• SUPPLIED TEXT:
================
Modifying a Dynamic Library Without Changing the Source Code
Sometimes, you might want to determine what is happening in a shared library without modifying the library (have you tried to build glibc lately?). Other times, you might want to override only a few functions within a library and get them to do something else--force a process to a specific CPU, prevent a specific USB message from being sent and so on. All of these tasks are possible if you use the LD_PRELOAD environment variable and a small shim program placed between the application and the library.
As an example, say you create a shared library object called shim.so and want it to be loaded before any other shared library. Say you also want to run the program "test". These things can be done on the command line with LD_PRELOAD:
LD_PRELOAD=/home/greg/test/shim.so ./test
This command tells glibc to load the library shim.so from the directory /home/greg/test first, before it loads any other shared libraries the test program might need.
================
Location identification items:

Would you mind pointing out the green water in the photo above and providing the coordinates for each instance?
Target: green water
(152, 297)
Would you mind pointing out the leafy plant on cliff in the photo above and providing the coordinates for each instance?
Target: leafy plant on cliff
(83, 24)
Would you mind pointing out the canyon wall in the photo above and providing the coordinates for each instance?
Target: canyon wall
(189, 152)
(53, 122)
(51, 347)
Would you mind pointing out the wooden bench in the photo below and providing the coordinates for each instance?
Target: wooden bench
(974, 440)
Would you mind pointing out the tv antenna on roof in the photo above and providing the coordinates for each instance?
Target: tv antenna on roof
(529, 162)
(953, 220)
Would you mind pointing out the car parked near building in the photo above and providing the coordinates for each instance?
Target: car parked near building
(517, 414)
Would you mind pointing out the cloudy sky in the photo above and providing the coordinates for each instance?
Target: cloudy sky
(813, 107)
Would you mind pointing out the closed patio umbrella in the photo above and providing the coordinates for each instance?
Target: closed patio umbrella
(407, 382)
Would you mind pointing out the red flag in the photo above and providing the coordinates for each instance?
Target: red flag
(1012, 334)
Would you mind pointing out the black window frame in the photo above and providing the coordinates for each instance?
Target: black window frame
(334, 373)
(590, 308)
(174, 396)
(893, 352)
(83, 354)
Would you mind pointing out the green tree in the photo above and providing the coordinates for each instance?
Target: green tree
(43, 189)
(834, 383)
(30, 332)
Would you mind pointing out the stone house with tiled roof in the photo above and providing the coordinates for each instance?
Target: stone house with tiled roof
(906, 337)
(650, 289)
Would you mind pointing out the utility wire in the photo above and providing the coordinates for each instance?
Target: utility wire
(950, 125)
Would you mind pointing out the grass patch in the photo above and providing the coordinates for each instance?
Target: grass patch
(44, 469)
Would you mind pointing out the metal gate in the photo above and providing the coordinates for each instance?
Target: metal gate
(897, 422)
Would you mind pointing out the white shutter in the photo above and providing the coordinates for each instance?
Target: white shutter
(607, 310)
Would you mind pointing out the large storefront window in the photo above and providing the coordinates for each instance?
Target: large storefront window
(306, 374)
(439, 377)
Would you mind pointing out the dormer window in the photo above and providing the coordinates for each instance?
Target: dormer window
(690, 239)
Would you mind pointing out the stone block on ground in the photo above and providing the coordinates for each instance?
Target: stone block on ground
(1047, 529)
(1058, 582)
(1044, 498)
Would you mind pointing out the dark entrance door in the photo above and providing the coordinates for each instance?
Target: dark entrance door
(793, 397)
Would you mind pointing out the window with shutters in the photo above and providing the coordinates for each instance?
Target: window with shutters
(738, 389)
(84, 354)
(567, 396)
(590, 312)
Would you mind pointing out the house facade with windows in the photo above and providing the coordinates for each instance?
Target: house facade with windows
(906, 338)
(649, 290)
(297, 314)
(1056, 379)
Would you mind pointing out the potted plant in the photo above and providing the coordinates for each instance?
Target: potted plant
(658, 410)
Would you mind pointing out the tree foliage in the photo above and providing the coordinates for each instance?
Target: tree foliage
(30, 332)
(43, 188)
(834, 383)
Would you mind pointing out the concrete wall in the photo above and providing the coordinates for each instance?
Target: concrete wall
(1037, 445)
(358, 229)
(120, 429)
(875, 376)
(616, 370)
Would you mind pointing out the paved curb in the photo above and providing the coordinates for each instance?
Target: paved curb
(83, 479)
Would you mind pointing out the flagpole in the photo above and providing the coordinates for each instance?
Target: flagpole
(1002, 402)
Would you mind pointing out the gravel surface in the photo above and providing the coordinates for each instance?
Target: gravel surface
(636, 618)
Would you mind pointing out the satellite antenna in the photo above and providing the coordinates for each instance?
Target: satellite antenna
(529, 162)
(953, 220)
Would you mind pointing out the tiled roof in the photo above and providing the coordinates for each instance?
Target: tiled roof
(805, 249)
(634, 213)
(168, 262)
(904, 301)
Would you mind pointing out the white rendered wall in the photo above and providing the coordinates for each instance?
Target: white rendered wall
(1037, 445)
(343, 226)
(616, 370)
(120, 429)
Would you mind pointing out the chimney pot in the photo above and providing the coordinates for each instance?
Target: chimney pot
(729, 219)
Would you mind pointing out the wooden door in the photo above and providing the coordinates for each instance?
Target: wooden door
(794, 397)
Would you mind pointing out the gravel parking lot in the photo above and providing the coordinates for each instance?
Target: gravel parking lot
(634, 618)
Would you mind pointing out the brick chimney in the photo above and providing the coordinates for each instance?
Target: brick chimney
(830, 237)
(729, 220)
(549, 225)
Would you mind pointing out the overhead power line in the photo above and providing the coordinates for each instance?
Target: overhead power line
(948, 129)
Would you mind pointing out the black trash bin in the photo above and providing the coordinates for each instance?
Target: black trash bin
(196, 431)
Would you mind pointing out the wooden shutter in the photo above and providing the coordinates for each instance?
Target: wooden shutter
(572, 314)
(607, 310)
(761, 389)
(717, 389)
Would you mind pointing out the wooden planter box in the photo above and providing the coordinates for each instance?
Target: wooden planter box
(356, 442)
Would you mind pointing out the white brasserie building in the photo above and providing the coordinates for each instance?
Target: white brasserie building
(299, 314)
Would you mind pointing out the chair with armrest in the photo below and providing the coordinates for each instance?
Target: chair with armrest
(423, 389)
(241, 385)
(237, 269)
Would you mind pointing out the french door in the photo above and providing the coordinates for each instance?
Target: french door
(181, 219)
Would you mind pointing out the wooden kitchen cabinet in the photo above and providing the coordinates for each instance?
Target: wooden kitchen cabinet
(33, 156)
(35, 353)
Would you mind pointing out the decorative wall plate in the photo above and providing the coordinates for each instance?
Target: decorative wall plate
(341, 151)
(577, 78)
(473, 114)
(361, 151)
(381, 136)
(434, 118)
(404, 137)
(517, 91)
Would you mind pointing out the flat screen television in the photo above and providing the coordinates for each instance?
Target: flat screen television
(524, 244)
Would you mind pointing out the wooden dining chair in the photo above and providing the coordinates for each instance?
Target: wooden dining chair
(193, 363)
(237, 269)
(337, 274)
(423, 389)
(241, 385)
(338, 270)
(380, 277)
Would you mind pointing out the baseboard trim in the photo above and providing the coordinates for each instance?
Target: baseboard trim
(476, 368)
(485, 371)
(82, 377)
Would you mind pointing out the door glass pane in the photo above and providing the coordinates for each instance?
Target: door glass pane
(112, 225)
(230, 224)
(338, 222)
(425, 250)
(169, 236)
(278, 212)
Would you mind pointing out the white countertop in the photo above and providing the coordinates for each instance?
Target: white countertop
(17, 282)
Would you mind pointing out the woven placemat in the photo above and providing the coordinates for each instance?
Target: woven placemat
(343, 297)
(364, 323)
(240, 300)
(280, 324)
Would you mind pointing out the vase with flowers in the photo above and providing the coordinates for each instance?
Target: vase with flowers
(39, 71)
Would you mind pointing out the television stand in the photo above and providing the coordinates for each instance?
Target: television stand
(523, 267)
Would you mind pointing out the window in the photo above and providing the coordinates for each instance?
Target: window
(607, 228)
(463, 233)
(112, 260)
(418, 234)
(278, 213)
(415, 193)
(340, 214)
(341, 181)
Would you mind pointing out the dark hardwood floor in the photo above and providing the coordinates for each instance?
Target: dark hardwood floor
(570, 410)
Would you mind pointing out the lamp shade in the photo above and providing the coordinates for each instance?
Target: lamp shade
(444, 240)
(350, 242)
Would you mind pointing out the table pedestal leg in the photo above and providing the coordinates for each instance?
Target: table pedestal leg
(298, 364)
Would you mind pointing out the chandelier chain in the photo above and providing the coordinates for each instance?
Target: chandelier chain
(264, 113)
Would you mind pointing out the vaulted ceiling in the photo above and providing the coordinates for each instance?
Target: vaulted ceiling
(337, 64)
================
• THE TASKS:
1) Return the passage of the shared-library article starting at "Modifying a Dynamic" and ending at "and the library.".
2) Using the shared-library article, state whether each statement agrees with it, answering yes or no and quoting the deciding words: (a) The shared library object in the example is called shim.so. (b) The example command loads shim.so after the other shared libraries the program needs. (c) The program run in the example is named "test".
The rows are separate material with no connection to the shared-library article.

• ANSWERS:
1)
Modifying a Dynamic Library Without Changing the Source Code
Sometimes, you might want to determine what is happening in a shared library without modifying the library (have you tried to build glibc lately?). Other times, you might want to override only a few functions within a library and get them to do something else--force a process to a specific CPU, prevent a specific USB message from being sent and so on. All of these tasks are possible if you use the LD_PRELOAD environment variable and a small shim program placed between the application and the library.

2)
(a) Yes: "say you create a shared library object called shim.so"
(b) No: "load the library shim.so from the directory /home/greg/test first, before it loads any other shared libraries the test program might need"
(c) Yes: "Say you also want to run the program "test"."